Exercise objective: I'd like the full listing transcribed exactly, with no images included.

|---|

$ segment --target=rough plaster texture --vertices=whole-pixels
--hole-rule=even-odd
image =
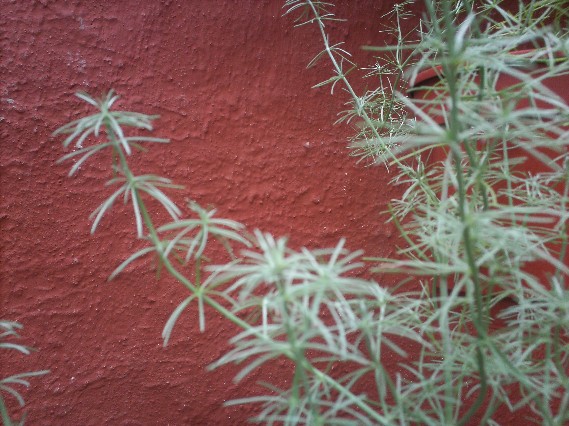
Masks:
[[[121,109],[161,115],[155,135],[172,144],[134,167],[185,184],[178,202],[214,205],[251,229],[289,235],[294,247],[346,237],[349,248],[393,254],[380,215],[396,196],[391,176],[347,156],[351,131],[332,126],[346,98],[311,89],[329,66],[304,69],[320,40],[316,28],[281,18],[282,3],[1,2],[0,316],[23,323],[39,352],[9,364],[2,354],[0,369],[51,370],[24,393],[28,424],[243,424],[252,408],[223,402],[290,377],[281,363],[239,384],[236,369],[206,372],[236,330],[211,314],[200,334],[195,309],[163,349],[162,327],[186,292],[157,281],[150,260],[107,282],[139,245],[122,206],[89,234],[88,215],[108,194],[108,157],[71,179],[69,165],[56,164],[63,151],[51,132],[89,111],[78,90],[114,88]],[[380,41],[390,3],[339,5],[348,23],[334,37],[356,52]]]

|---|

Answer to this problem:
$ segment --target=rough plaster texture --vertices=whole-pixels
--hole-rule=even-odd
image =
Masks:
[[[121,109],[161,115],[155,135],[172,144],[134,167],[185,184],[178,202],[214,205],[251,229],[289,235],[294,247],[346,237],[349,248],[393,254],[380,215],[396,196],[391,176],[347,156],[351,131],[332,126],[346,98],[311,89],[329,66],[304,69],[320,40],[316,28],[281,18],[282,3],[1,2],[0,316],[23,323],[39,352],[9,364],[2,354],[0,369],[51,370],[24,393],[28,424],[243,424],[252,408],[223,402],[290,377],[281,363],[239,384],[236,369],[206,372],[236,330],[211,314],[200,334],[195,309],[163,349],[162,327],[186,292],[157,281],[150,260],[107,282],[139,245],[122,206],[89,234],[88,215],[108,194],[108,157],[71,179],[69,165],[56,164],[63,151],[51,132],[89,111],[78,90],[114,88]],[[380,41],[390,3],[339,5],[348,23],[334,37],[356,52]]]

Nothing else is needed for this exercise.